::: Record set
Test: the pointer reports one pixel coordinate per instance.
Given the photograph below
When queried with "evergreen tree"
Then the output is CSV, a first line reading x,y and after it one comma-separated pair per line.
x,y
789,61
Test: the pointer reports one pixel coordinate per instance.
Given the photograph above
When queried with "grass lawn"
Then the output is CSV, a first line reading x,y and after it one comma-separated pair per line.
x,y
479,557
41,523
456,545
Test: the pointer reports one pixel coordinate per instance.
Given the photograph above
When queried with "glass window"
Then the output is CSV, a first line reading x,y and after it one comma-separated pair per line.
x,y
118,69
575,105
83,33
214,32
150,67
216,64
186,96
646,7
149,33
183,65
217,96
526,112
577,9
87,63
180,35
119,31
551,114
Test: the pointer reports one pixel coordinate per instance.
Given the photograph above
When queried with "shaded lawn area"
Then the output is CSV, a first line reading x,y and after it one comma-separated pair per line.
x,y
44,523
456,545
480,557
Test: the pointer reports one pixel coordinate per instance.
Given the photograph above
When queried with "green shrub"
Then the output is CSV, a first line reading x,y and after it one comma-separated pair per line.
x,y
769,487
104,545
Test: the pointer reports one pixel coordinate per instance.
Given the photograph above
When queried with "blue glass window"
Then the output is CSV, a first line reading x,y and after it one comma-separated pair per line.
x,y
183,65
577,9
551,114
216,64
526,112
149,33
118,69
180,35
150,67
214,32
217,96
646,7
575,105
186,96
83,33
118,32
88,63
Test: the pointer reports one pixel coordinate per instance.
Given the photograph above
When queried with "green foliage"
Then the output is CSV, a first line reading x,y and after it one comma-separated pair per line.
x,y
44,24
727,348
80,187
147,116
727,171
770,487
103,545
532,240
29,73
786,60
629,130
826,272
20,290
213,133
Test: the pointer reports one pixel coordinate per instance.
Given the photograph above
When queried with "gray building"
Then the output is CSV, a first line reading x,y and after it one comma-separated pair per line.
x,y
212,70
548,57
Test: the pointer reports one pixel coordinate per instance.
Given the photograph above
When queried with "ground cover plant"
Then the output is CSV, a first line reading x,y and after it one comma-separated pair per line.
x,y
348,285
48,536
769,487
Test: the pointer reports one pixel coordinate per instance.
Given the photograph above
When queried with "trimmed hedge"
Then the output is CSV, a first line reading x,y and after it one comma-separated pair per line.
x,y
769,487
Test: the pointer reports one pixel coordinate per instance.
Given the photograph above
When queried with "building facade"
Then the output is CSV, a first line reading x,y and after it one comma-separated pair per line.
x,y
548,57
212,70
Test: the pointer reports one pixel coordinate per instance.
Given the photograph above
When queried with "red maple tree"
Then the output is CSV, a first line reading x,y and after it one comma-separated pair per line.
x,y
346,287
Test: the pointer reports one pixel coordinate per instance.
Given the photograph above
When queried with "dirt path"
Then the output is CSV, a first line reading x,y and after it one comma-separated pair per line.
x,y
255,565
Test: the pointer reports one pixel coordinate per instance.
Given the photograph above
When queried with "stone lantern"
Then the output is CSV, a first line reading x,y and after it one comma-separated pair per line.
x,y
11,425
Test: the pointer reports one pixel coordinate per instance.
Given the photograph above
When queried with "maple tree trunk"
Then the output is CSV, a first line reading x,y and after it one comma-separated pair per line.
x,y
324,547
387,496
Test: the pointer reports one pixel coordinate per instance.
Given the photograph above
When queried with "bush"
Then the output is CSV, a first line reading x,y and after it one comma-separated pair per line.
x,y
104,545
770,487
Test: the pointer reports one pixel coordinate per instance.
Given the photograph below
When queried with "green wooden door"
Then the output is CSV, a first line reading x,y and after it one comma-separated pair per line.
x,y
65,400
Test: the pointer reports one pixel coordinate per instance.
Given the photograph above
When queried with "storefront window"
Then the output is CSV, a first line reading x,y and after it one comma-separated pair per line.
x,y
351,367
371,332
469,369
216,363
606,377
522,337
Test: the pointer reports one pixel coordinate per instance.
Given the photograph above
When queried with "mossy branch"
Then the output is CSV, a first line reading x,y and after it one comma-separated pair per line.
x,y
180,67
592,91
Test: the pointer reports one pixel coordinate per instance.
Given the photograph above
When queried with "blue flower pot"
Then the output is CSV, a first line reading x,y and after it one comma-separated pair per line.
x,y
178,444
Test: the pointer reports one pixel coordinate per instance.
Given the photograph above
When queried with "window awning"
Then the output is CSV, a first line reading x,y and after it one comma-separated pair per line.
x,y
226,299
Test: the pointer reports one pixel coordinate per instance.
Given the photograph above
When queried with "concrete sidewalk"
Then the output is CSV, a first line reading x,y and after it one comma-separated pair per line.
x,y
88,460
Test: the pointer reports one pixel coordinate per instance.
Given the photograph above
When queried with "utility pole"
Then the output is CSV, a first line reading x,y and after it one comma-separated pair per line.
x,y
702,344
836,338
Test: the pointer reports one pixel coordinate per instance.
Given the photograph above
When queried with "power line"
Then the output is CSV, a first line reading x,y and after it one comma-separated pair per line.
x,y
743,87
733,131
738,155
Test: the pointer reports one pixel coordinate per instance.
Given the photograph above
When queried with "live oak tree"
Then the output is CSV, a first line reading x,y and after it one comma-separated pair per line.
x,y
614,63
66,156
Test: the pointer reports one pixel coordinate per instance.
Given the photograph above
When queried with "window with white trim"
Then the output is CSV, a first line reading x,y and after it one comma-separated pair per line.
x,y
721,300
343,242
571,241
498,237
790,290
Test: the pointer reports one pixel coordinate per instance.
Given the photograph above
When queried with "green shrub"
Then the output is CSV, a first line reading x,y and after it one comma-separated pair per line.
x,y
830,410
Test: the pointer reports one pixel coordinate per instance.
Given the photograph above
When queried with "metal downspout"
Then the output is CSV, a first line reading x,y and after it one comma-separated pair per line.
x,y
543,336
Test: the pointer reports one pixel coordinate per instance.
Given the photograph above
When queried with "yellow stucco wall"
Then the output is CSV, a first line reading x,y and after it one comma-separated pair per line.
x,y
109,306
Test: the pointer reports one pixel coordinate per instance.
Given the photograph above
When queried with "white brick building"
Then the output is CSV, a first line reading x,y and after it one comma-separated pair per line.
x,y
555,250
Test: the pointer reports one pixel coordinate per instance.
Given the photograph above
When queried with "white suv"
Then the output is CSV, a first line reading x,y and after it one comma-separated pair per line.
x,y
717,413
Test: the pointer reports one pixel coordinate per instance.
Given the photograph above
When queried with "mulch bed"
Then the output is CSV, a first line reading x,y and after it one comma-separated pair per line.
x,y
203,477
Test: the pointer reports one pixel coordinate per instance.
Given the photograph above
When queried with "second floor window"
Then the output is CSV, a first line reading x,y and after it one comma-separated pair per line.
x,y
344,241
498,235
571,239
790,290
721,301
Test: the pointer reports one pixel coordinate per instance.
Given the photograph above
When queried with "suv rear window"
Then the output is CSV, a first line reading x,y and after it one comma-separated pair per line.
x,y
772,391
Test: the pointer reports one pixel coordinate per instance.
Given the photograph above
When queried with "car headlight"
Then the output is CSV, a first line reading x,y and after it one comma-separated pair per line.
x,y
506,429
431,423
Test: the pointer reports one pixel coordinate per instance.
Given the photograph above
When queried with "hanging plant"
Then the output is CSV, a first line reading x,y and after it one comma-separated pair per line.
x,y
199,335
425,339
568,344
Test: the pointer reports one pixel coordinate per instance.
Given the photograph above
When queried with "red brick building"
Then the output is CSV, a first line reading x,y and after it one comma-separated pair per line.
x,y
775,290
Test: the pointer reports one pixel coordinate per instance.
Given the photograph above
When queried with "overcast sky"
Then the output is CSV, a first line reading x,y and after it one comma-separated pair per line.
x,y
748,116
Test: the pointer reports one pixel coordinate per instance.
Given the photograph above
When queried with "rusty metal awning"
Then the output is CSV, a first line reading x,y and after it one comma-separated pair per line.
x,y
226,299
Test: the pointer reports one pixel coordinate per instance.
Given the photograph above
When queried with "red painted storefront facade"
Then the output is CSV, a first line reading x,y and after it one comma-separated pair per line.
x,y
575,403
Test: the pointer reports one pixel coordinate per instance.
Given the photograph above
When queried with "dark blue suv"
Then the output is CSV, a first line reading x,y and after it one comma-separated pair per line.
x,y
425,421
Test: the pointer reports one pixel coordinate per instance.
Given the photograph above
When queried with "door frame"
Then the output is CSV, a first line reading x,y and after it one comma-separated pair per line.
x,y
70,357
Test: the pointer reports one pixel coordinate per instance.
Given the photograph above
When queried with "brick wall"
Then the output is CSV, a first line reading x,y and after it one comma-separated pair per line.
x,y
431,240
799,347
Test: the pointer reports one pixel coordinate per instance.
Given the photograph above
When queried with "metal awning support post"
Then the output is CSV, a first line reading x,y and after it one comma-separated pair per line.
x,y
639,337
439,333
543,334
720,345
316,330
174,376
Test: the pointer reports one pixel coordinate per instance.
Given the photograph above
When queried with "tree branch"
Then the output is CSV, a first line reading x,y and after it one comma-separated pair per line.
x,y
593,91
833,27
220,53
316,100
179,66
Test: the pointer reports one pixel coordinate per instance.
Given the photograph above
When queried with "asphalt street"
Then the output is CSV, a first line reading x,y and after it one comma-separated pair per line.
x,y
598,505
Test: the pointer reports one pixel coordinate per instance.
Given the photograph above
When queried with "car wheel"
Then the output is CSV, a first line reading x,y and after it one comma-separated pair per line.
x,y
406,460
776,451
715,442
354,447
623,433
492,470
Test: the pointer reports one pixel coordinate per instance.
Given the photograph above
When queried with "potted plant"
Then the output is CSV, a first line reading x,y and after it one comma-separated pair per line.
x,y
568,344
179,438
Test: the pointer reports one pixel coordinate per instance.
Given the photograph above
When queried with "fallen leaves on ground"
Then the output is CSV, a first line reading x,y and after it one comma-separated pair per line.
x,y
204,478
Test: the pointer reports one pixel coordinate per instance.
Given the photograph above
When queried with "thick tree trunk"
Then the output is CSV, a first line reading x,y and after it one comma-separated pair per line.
::::::
_Work order_
Every line in the records above with the string "white" in it should be shown.

_Reply to the task_
When queried with "window with white trim"
When queried with "white brick building"
When queried with "white suv"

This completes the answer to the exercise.